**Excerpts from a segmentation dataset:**

:::

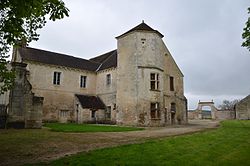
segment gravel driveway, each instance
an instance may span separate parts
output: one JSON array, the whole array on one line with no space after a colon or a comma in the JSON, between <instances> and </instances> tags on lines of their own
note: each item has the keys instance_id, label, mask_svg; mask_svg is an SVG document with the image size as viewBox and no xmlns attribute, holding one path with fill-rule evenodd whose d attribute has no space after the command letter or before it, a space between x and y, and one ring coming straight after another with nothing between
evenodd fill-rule
<instances>
[{"instance_id":1,"label":"gravel driveway","mask_svg":"<svg viewBox=\"0 0 250 166\"><path fill-rule=\"evenodd\" d=\"M164 138L199 132L219 126L219 121L211 120L190 120L187 125L173 125L167 127L149 127L141 131L130 132L96 132L96 133L62 133L50 132L48 129L32 130L37 141L22 145L21 148L10 149L8 155L1 158L0 165L22 165L39 161L54 160L65 155L87 152L94 149L113 147L124 144L142 143L151 138ZM14 132L29 132L28 130ZM5 134L12 134L13 131L4 131ZM2 134L4 134L2 133ZM45 137L46 136L46 137ZM41 137L41 138L40 138ZM34 139L34 138L28 138ZM25 146L25 147L23 147ZM22 149L29 149L22 150ZM3 152L4 153L4 152Z\"/></svg>"}]
</instances>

:::

**Exercise requirements:** Render every line of the items above as a JSON list of strings, one string per line, skipping any blank lines. Leave the pictures out of your answer.

**Worked solution:**
[
  "segment gravel driveway, each instance",
  "an instance may span separate parts",
  "output: one JSON array, the whole array on one line with no space after a colon or a comma in the JSON, between <instances> and </instances> tags on lines of their own",
  "note: each item has the keys instance_id, label, mask_svg; mask_svg is an SVG document with the image size as viewBox and no xmlns attribute, holding one path with fill-rule evenodd whose d attribute has no space after the command letter or before it, a space between x and y, and one ring coming straight after another with nothing between",
  "evenodd fill-rule",
  "<instances>",
  "[{\"instance_id\":1,\"label\":\"gravel driveway\",\"mask_svg\":\"<svg viewBox=\\\"0 0 250 166\\\"><path fill-rule=\\\"evenodd\\\" d=\\\"M164 138L199 132L219 126L219 121L211 120L190 120L187 125L173 125L167 127L149 127L141 131L130 132L96 132L96 133L62 133L50 132L48 129L32 130L37 141L22 145L21 148L10 149L8 155L1 158L0 165L22 165L39 161L54 160L65 155L87 152L94 149L113 147L124 144L142 143L151 138ZM14 132L29 132L28 130ZM5 134L12 134L13 131L4 131ZM2 134L4 134L2 133ZM45 137L46 136L46 137ZM41 137L41 138L40 138ZM34 139L34 138L28 138ZM25 146L25 147L23 147ZM22 149L29 149L22 150ZM3 152L4 153L4 152Z\\\"/></svg>\"}]",
  "</instances>"
]